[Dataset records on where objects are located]
□ □ □ □ □

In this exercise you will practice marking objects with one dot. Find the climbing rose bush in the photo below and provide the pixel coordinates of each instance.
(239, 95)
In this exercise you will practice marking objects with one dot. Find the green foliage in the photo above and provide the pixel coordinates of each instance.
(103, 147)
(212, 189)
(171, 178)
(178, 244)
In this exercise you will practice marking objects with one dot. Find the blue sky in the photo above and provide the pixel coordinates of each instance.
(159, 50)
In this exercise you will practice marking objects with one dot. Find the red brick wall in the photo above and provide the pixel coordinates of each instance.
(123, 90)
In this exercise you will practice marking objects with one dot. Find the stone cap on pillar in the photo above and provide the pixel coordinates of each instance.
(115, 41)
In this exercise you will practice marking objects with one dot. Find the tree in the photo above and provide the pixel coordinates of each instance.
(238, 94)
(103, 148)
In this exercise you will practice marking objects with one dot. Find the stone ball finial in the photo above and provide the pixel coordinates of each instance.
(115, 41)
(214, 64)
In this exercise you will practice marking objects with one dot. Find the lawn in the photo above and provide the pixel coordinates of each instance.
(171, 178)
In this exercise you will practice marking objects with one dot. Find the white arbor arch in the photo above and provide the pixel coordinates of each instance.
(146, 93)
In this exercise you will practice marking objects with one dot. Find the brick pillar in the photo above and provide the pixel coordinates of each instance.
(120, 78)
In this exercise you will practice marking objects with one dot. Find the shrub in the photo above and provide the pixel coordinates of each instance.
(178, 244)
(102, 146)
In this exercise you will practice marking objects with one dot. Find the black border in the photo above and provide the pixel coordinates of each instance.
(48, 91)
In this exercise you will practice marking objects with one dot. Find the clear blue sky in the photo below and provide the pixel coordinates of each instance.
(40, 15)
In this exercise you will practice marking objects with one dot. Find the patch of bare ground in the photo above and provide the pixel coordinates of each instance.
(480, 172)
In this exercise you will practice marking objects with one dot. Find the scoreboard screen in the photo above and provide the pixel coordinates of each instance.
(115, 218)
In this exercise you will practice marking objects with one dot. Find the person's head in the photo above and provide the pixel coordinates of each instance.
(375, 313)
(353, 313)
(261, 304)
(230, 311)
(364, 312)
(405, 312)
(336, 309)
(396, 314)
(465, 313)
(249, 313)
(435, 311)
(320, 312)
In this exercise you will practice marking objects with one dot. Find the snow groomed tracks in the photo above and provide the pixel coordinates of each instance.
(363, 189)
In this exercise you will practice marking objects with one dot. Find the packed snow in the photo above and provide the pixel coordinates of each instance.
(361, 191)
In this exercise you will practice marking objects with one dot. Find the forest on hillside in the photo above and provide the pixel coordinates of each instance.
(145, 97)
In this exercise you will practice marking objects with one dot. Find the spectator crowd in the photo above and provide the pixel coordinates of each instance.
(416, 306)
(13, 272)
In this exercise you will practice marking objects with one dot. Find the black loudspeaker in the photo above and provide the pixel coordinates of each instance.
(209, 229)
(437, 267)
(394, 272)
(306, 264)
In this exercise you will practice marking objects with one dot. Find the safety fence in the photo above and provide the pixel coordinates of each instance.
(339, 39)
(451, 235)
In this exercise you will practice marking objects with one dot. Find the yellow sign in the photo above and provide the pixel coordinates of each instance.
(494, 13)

□ □ □ □ □

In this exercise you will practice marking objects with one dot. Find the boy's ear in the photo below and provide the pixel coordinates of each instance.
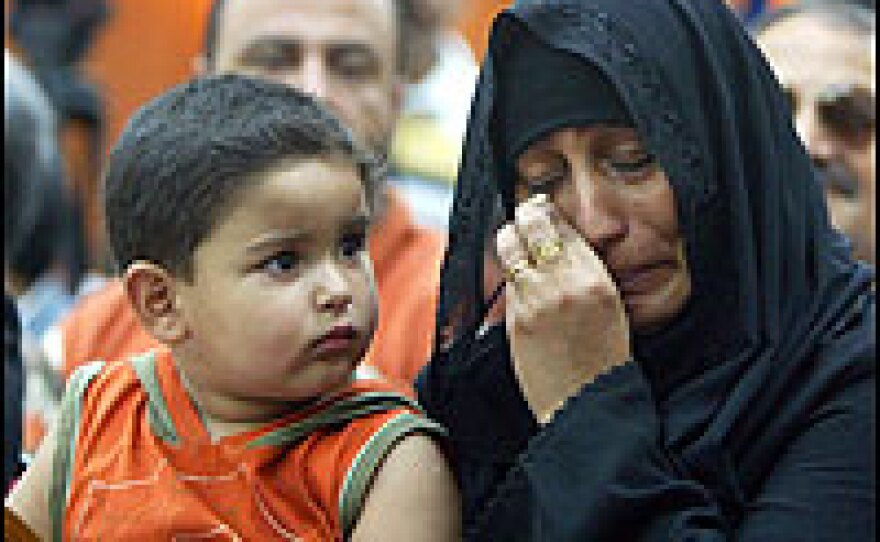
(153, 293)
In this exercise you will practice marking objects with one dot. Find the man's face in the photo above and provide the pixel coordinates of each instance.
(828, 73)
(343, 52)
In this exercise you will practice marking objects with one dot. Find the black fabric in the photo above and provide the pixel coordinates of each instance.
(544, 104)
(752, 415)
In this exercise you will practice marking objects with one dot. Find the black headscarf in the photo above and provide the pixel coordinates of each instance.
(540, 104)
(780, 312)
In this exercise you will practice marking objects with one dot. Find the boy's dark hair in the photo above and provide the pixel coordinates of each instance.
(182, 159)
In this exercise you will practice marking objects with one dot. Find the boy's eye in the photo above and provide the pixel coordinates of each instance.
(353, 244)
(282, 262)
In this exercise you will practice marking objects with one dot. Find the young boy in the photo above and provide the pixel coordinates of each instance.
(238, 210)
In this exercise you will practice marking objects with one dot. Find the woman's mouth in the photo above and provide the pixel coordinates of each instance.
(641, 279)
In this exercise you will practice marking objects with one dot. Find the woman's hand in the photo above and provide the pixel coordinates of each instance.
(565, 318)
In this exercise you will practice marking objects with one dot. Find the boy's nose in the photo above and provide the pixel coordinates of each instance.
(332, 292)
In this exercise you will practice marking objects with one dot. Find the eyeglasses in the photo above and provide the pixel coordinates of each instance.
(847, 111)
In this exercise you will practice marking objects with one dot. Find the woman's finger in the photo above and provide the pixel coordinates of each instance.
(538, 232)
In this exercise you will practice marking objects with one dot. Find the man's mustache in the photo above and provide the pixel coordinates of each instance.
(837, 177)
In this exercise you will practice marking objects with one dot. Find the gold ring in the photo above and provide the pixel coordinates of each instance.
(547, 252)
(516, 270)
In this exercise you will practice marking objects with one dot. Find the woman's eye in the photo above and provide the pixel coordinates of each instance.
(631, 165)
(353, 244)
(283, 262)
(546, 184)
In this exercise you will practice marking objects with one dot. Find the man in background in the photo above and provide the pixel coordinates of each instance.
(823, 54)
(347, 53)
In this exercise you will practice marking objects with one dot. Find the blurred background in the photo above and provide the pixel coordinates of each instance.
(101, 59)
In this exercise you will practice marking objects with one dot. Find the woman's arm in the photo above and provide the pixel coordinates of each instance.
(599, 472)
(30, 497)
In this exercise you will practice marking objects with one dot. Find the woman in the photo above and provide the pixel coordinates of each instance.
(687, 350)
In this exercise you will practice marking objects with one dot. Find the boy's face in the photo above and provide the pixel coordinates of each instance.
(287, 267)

□ □ □ □ □

**Task objective**
Tally the lines in the records above that contain the word "pillar" and give only that number.

**Solution to the exercise**
2